■ Prompt
Your copy should match the records exactly, except that no pictures appear in it.

(Entries taken from a collection)

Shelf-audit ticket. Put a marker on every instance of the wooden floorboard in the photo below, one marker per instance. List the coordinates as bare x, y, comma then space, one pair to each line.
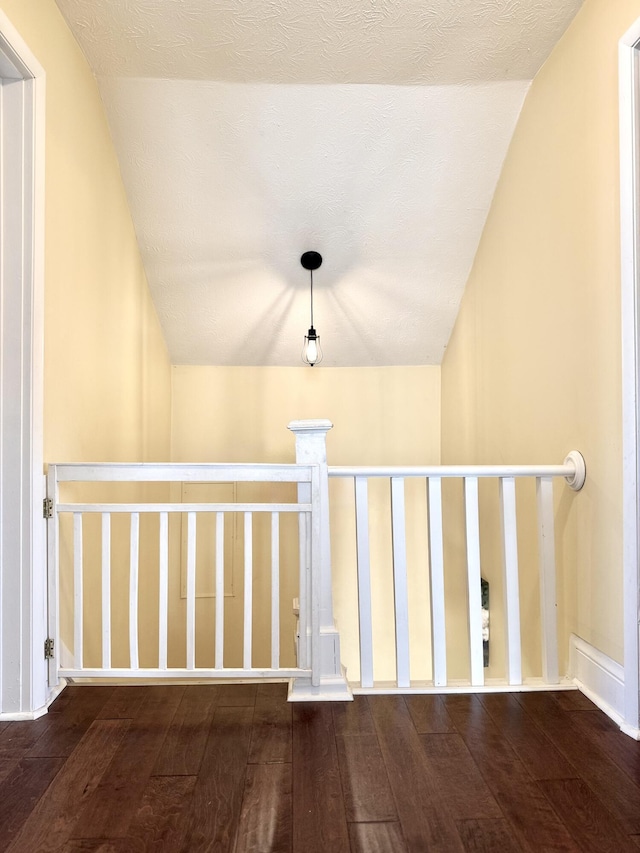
266, 816
237, 769
591, 763
426, 822
271, 730
109, 811
319, 819
365, 784
211, 822
183, 747
531, 816
52, 821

■ Response to this task
Shelf-audit ticket. Put a marker on every instance of the wooden floorboard in the photo below, one marker per instance. List the coordinates as bare x, y, comma then space, one pair to each line.
266, 816
237, 769
591, 763
426, 822
271, 730
109, 811
319, 819
365, 784
211, 822
183, 747
531, 816
52, 821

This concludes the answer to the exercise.